**WHAT TO PRODUCE:** Begin with the line containing "of the flip" and copy each line exactly through the last line of the entries, inclusive.

**SUPPLIED DATA:**
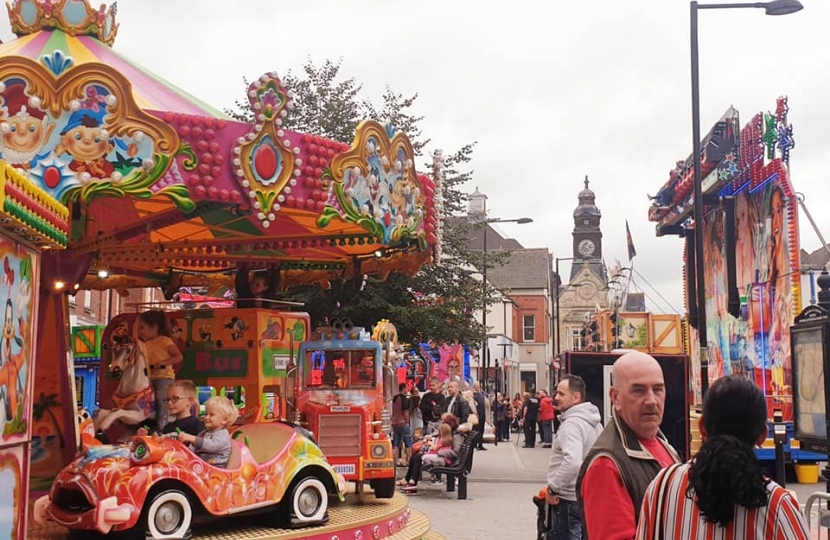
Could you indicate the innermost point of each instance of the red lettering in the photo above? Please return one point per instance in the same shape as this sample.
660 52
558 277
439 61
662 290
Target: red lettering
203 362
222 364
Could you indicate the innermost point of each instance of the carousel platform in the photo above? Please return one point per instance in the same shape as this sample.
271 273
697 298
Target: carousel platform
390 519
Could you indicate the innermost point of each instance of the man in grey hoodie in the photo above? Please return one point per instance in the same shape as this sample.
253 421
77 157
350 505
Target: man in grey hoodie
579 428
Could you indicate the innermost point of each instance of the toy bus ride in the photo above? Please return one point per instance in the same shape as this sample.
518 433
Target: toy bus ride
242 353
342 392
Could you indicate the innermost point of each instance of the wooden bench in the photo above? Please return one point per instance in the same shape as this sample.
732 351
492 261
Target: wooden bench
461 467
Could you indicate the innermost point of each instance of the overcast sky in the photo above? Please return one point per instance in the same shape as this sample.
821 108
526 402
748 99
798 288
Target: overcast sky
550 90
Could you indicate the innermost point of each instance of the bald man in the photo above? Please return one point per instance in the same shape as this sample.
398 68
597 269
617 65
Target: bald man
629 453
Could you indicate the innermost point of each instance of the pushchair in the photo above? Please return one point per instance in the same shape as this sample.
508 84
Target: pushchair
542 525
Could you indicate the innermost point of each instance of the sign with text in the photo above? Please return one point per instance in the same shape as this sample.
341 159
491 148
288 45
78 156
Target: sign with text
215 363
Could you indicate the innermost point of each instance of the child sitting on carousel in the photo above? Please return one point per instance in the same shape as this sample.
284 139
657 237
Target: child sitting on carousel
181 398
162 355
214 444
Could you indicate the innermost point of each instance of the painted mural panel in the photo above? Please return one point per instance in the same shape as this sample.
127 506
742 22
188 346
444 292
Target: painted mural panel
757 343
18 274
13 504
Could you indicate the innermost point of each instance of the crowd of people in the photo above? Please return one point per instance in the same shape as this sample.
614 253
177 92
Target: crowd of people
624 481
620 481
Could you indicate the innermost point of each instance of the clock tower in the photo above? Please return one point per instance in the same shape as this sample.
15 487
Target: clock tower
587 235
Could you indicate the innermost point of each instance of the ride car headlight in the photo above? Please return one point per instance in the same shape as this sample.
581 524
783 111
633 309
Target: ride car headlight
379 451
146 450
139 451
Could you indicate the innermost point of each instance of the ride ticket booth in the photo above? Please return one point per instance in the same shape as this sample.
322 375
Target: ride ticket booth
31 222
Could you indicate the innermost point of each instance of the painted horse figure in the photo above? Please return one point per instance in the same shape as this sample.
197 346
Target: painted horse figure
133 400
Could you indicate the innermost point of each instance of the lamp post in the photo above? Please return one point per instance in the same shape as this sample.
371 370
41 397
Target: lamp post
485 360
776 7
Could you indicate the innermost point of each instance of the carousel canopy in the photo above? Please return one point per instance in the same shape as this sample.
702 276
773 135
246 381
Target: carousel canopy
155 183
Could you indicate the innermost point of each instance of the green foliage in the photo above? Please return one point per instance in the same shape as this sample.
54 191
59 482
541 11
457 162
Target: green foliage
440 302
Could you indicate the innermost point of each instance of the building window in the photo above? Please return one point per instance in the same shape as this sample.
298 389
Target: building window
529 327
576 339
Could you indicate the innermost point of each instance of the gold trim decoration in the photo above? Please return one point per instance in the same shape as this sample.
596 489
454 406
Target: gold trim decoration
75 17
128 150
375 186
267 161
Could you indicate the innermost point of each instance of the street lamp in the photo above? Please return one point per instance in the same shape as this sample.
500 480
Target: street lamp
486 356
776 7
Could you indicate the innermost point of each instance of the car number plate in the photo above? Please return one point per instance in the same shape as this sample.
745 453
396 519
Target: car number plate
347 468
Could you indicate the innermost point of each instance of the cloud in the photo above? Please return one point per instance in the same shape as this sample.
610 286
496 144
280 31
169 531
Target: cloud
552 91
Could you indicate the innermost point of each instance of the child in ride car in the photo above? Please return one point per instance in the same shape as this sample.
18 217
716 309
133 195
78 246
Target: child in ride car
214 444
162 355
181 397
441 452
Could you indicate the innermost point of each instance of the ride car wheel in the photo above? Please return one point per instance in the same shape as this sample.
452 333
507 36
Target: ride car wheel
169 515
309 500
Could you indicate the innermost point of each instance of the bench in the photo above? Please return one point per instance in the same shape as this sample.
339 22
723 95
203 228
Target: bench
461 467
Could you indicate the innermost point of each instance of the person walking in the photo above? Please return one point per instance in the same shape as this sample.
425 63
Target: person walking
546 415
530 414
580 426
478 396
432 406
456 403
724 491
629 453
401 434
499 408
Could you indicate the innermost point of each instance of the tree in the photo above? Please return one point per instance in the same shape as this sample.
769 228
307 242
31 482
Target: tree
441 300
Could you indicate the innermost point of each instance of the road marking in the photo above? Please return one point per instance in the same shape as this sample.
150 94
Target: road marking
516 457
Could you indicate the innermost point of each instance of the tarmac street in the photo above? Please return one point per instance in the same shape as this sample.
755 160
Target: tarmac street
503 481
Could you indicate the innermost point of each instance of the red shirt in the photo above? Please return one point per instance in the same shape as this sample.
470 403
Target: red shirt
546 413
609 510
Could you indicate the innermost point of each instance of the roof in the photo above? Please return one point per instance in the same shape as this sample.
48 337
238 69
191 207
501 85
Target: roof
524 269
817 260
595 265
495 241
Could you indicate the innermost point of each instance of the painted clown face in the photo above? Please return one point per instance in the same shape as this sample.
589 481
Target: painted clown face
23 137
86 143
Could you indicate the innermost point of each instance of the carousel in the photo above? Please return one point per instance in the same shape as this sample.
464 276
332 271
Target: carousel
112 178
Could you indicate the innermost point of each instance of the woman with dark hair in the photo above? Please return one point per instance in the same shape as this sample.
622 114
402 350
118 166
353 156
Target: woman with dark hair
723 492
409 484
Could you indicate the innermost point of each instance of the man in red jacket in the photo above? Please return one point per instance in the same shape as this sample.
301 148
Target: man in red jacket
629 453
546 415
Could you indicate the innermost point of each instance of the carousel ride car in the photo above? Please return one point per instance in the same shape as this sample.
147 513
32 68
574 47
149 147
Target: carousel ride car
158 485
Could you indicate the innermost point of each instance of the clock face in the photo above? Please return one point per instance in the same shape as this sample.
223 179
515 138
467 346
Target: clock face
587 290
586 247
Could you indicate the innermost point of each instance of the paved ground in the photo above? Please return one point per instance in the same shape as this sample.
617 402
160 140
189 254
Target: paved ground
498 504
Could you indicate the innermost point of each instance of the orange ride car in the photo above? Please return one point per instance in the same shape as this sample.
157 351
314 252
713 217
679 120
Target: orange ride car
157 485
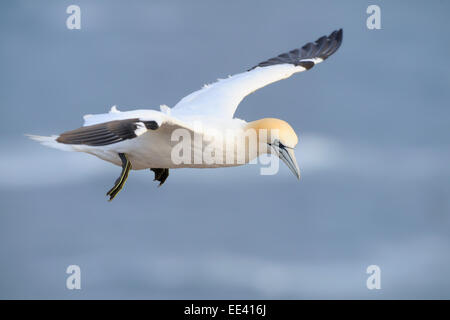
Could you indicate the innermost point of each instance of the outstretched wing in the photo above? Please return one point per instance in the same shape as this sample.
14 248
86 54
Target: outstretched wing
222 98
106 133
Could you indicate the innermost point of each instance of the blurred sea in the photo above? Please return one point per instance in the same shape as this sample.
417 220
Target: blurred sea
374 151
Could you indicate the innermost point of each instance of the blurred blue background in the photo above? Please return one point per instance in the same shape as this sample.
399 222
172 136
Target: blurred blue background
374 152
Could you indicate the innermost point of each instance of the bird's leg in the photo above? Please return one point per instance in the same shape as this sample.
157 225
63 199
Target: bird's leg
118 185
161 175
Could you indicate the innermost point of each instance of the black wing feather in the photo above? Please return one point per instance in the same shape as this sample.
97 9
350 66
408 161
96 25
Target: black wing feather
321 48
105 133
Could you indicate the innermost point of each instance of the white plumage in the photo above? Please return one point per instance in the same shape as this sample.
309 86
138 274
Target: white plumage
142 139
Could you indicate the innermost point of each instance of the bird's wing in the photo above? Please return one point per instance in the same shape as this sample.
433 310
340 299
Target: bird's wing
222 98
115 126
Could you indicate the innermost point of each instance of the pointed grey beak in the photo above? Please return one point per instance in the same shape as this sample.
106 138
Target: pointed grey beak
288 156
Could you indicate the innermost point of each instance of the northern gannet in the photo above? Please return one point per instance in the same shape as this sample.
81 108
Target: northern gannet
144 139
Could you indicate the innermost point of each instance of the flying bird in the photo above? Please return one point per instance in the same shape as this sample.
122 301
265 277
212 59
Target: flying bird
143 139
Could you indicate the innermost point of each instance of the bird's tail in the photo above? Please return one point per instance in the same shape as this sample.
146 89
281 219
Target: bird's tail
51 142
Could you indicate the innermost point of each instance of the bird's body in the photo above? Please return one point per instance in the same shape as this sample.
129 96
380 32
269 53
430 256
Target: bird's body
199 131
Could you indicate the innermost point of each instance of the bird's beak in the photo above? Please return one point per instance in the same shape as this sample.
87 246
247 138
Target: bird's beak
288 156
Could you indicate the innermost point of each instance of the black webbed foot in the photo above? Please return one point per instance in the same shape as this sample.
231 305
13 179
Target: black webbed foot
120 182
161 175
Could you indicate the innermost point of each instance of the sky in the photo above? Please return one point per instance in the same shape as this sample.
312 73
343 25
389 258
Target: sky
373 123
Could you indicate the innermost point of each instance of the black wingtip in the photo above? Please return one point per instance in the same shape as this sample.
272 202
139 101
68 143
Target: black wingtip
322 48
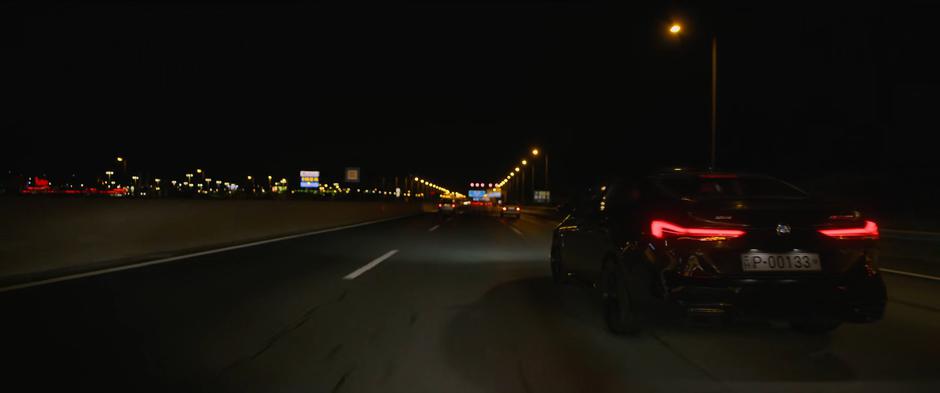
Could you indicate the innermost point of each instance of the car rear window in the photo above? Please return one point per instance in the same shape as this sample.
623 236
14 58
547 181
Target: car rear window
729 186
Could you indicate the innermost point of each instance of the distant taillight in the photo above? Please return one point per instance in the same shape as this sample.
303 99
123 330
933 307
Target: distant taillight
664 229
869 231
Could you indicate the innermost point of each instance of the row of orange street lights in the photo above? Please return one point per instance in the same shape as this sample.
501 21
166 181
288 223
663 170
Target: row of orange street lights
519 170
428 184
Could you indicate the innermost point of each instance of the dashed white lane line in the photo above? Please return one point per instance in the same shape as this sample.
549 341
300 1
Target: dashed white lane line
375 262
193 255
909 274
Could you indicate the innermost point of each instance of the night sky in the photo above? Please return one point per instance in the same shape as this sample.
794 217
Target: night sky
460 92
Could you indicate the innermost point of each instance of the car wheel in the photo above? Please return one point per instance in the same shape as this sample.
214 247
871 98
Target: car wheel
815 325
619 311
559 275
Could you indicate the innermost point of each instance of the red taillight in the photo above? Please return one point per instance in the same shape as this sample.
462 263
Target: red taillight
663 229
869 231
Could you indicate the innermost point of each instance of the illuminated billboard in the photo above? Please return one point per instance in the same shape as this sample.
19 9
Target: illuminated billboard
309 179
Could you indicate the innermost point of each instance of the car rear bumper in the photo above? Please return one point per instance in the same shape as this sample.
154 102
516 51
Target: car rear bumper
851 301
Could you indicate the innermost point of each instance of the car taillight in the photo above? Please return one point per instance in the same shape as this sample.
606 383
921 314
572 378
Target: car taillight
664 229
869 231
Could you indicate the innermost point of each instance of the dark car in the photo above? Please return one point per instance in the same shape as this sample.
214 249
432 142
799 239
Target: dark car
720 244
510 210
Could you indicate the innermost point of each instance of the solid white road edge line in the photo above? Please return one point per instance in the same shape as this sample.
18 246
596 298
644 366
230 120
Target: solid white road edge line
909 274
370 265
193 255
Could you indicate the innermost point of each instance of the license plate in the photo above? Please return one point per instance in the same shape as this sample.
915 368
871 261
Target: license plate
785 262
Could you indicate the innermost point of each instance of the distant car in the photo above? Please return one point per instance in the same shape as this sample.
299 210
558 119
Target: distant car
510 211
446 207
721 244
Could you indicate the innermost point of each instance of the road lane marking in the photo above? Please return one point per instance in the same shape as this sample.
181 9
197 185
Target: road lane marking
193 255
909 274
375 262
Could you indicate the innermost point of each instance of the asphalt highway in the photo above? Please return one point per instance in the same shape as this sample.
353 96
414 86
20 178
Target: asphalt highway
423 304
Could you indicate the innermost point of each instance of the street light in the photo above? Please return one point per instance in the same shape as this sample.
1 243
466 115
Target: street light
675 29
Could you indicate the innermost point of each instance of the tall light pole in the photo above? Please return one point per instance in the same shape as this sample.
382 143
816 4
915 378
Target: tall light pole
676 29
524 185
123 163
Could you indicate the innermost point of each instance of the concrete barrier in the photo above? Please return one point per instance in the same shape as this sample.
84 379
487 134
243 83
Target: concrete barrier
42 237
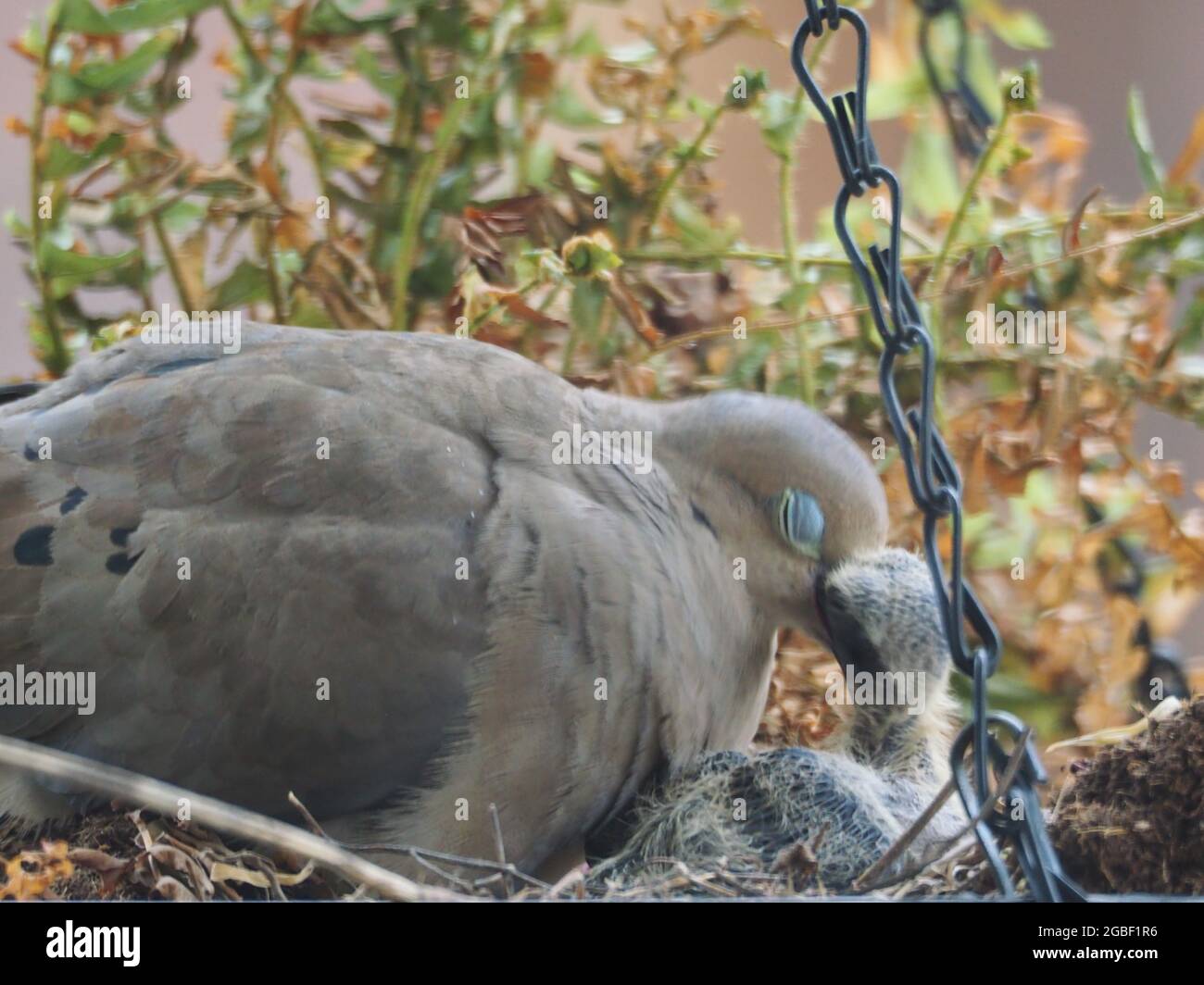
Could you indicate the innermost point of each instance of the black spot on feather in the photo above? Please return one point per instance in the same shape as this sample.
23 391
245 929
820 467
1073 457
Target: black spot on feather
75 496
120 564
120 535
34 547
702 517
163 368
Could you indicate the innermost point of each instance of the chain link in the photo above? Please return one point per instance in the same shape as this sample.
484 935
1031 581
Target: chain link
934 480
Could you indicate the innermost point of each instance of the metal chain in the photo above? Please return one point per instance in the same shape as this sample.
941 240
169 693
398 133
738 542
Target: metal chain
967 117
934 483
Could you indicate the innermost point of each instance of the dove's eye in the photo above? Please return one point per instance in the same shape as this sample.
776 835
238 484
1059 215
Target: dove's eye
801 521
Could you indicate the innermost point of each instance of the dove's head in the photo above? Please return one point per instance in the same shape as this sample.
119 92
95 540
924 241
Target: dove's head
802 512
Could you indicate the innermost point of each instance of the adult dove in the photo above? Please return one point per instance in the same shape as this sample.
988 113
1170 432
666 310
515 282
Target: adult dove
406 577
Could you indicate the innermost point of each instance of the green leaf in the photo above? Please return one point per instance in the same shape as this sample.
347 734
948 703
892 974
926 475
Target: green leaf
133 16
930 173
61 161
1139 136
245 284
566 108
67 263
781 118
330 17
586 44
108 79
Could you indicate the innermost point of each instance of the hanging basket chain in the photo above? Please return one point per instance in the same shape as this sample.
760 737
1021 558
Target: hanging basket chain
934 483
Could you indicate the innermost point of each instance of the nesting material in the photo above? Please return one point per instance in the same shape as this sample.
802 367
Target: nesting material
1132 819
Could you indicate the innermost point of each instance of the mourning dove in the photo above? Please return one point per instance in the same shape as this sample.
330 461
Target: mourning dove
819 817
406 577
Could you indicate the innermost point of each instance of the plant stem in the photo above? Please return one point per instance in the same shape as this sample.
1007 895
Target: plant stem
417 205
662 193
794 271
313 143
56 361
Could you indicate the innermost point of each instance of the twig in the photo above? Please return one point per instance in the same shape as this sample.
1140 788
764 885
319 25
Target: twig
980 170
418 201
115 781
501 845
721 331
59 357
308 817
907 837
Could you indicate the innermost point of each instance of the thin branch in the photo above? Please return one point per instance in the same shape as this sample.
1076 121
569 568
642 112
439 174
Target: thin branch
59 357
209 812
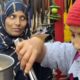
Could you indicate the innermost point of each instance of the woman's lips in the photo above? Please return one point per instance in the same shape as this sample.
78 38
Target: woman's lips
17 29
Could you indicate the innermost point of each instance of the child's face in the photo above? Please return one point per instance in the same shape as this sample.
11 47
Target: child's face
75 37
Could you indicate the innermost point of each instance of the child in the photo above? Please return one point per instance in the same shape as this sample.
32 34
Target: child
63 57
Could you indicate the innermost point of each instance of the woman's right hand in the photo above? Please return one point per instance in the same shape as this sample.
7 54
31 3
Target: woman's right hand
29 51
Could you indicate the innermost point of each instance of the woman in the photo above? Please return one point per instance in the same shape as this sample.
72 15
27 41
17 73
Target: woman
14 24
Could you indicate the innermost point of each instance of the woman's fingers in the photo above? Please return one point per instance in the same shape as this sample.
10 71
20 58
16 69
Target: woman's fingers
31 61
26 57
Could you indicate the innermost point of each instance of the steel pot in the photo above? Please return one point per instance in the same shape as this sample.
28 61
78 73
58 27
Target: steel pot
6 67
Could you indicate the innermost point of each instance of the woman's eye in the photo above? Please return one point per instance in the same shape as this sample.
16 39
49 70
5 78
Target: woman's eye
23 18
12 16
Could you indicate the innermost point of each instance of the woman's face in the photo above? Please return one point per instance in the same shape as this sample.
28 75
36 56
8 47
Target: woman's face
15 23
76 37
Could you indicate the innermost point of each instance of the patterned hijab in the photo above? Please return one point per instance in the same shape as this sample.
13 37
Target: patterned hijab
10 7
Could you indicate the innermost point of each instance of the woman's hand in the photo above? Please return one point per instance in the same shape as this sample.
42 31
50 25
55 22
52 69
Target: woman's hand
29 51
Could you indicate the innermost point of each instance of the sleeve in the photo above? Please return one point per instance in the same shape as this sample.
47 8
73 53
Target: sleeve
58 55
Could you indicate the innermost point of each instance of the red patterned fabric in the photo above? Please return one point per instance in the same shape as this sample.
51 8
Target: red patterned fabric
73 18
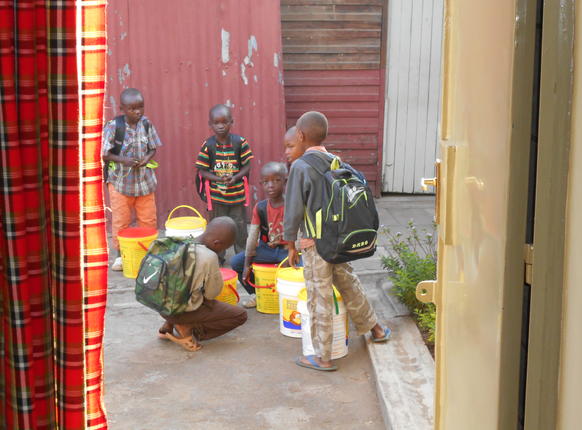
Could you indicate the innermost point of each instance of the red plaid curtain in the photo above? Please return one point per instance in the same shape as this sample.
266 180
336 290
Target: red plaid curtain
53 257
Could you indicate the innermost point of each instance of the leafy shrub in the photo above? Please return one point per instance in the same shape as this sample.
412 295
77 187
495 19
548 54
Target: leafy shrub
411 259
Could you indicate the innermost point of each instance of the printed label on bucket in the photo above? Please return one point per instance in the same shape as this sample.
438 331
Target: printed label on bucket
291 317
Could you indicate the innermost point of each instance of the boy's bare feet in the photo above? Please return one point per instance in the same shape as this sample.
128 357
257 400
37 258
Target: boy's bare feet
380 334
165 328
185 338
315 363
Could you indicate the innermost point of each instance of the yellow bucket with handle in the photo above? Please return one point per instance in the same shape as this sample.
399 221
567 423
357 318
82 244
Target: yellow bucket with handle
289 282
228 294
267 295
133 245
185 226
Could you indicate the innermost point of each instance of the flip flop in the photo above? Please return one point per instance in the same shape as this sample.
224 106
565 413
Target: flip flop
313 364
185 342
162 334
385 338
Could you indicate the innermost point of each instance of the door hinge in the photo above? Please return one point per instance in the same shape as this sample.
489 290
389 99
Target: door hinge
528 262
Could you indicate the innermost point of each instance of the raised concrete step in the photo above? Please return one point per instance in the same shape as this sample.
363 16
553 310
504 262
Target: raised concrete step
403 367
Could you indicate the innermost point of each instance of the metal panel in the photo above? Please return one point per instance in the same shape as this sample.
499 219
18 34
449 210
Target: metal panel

**TASK SOLUTION:**
Could you indicate the innermost point of each instance of the flip flop in the photo above? Please return one point per instance in the same shape as this sample.
224 106
565 413
Target: flip flop
313 364
185 342
162 334
385 338
Could you indicate the innermost point of each instance of the door hinge in the photo above? Please return one point per instance in the same shape as this sample.
489 290
389 99
Target: door hinge
528 262
Could you indicate the innermost point of each instance of the raised concrete step in the photo above? Please return one point per instance in the same shape as this sample.
363 16
553 310
504 262
Target: raised concrete step
403 367
Could you indicate the innermost point of each instance of the metal panel in the photo above? Please return one point per instance in the same shape as this sample.
499 219
18 34
449 210
Target: metal panel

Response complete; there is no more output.